◆ TAREFA PROPOSTA 1
Com base no texto sobre o mural do MAC, responda:
(a) Durante quanto tempo os artistas trabalharam na criação do painel?
(b) Que tipo de tinta os artistas usaram?
(c) Entre quantos artistas a parede foi dividida?
◆ TAREFA PROPOSTA 2
Retome o texto sobre o mural grafitado no MAC e escreva a continuação a partir da última frase apresentada.

◆ TRECHO DO DOCUMENTO
:::::

Foi com essa liberdade que Rafael, Japo, Atho, Mazu, Arthur, Ciro, Zezão, Dinho, Tim e Boleta – todos integrantes do Projeto Aprendiz – arregaçaram as mangas para, como eles próprios definiram, “abraçar o MAC”. Um abraço sem regras, porque não resistiram a invadir alguns metros da frente do edifício, lembrando que para o grafiteiro é proibido proibir.

Durante uma semana, sob o frio, chuva e sol, os artistas trabalharam na criação de um painel gigante. Criaram sem um tema definido. Deixaram a imaginação comandar as latinhas de tinta spray automotiva. E foram pintando com determinação. Cada um dentro do próprio tema e estilo, mas buscando a harmonia entre as cores.

Preto, vermelho, amarelo, cinza, prata... Um pintou na parte de cima do prédio. Outro, na de baixo. A parede foi dividida entre os dez artistas. Não em partes iguais, porque os desenhos, mesmo diferentes, foram se integrando espontaneamente em uma criação coletiva. Japo sugeriu uma explosão de blocos que, na verdade, são letras que compõem a sua mensagem para a cidade. Ciro procurou uma forma única em tons vermelhos, expressando uma idéia de revolução, de mudança que tem a ver com o pioneirismo do MAC. “Acho que cada um deve interpretar como bem entender”, diz Rafael. “O nosso mural tem várias mensagens, mas a proposta é a democracia da arte.”

:::::

[Entradas de apontamento de objetos rotulados]

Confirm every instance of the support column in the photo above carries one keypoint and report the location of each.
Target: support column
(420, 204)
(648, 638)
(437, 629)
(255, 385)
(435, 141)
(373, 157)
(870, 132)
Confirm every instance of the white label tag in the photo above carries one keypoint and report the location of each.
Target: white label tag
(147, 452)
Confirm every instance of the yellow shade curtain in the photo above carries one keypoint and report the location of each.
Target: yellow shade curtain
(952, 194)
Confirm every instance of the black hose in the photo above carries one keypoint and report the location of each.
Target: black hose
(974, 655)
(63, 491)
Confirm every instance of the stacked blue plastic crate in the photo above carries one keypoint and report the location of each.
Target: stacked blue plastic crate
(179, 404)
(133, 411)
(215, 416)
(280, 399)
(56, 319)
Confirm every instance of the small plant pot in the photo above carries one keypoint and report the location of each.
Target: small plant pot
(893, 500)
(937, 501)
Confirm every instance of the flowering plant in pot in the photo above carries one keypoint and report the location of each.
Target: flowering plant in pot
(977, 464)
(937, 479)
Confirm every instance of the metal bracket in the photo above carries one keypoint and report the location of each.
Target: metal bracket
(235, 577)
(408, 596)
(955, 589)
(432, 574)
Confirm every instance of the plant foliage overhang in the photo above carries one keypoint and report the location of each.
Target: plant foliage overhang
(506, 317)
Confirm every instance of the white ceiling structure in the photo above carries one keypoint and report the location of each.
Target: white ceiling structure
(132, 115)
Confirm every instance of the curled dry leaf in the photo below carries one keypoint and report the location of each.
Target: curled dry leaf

:::::

◆ RESPOSTA 1
(a) Durante uma semana.
(b) Tinta spray automotiva, em latinhas.
(c) Entre dez artistas.

◆ RESPOSTA 2
O Projeto Aprendiz é uma ONG que vem divulgando o grafite em São Paulo. Já fez diversas intervenções, como a pintura da fachada do Banco de Boston, na avenida Paulista, e do Centro Cultural São Paulo e os desenhos na exposição “Casa Cor/São Paulo”. Desta vez, procurou homenagear a história do MAC que, aos 40 anos, se renova incentivando os jovens artistas e a sua liberdade de expressão. “Para nós, essa iniciativa do museu foi muito importante”, observa Rafael, 25 anos, designer gráfico formado pela Faap. “É um reconhecimento ao grafite. Está certo que a nossa arte nasceu no underground e vai continuar no underground, senão perde a graça. Mas é importante que as pessoas entendam o nosso movimento. Não queremos destruir a cidade. Nossas intervenções, muitas vezes, são para trazer cores em lugares que passam despercebidos. Ou para protestar contra o sistema. O grafite tem uma razão de ser.”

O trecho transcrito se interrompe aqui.